§ **Do this**: In the items below, find every line that contains the string "shirt" and copy each one in full. Case counts.

§ **Data shown**:
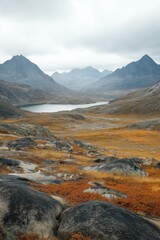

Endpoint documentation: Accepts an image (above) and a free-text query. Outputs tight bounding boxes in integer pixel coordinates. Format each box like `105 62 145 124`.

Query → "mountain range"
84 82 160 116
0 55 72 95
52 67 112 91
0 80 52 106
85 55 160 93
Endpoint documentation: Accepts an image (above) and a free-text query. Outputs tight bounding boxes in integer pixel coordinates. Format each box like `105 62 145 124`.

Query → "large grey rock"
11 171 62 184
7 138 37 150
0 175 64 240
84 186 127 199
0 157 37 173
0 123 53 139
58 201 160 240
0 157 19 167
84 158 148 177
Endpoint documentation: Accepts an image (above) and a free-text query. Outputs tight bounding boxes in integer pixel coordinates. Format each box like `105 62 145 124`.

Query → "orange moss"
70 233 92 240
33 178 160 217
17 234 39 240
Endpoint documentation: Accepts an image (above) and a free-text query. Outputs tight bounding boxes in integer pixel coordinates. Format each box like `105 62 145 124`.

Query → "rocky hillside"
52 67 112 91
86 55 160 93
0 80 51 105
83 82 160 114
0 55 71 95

--

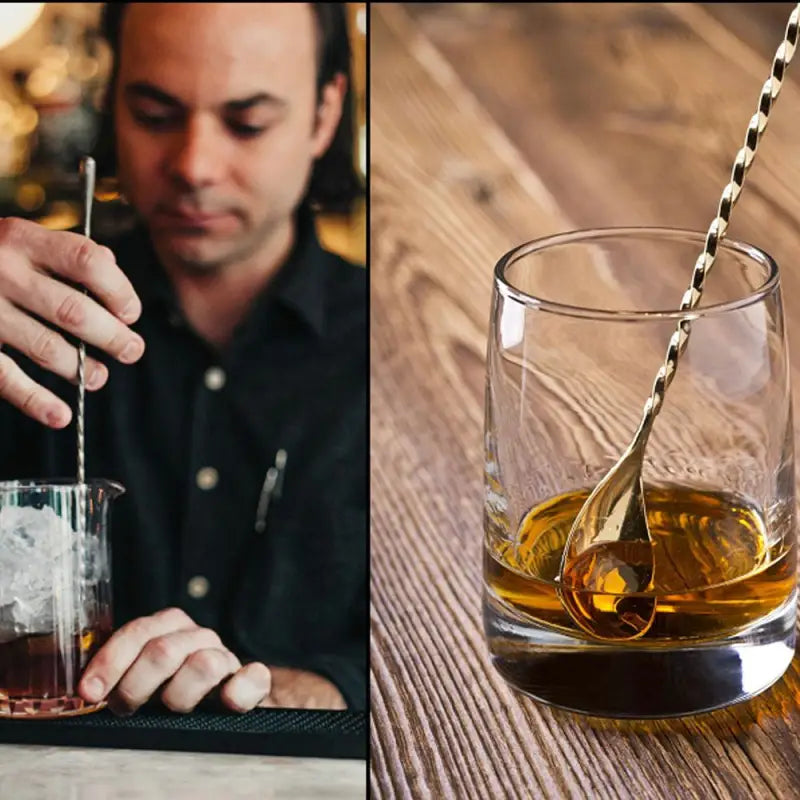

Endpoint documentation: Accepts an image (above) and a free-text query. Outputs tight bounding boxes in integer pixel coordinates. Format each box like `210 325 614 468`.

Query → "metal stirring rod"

...

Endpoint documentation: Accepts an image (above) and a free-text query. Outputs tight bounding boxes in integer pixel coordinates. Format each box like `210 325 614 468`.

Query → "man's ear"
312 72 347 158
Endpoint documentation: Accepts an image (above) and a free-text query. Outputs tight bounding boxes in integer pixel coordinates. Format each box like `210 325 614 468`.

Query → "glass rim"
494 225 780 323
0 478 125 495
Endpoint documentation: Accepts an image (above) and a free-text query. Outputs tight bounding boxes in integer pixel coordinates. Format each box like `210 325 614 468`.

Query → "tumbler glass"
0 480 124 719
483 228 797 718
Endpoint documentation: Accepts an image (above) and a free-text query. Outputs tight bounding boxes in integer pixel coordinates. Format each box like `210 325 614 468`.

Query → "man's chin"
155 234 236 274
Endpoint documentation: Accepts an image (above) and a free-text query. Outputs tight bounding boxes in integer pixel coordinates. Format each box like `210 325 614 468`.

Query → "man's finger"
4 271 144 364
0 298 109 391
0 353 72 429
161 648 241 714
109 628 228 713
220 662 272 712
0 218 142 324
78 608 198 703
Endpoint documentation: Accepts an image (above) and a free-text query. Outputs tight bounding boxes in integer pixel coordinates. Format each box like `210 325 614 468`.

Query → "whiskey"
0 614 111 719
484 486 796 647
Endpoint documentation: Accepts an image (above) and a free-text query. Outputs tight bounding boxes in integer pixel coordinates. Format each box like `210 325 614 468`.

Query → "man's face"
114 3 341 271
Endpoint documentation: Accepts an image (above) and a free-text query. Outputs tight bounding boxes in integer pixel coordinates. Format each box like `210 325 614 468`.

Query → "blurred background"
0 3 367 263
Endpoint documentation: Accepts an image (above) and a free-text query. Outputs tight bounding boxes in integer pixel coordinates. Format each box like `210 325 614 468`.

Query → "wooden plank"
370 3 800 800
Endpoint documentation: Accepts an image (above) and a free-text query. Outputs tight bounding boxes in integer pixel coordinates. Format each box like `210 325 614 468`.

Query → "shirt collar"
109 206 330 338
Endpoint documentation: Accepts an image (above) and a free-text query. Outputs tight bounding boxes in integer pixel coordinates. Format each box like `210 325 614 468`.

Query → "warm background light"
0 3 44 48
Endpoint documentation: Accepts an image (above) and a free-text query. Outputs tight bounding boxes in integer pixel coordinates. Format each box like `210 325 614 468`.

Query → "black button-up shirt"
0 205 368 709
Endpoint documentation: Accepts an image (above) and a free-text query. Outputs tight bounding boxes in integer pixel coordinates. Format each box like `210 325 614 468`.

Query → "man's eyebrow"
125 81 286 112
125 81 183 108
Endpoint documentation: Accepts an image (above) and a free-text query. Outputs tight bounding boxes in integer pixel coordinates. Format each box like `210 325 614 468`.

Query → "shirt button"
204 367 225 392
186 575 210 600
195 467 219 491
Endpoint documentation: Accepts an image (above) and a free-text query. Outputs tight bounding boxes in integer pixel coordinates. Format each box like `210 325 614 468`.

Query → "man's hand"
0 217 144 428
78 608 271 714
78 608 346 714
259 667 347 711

§ **Response for this exercise**:
Query → "shirt collar"
Query → "black button-up shirt"
Query → "shirt button"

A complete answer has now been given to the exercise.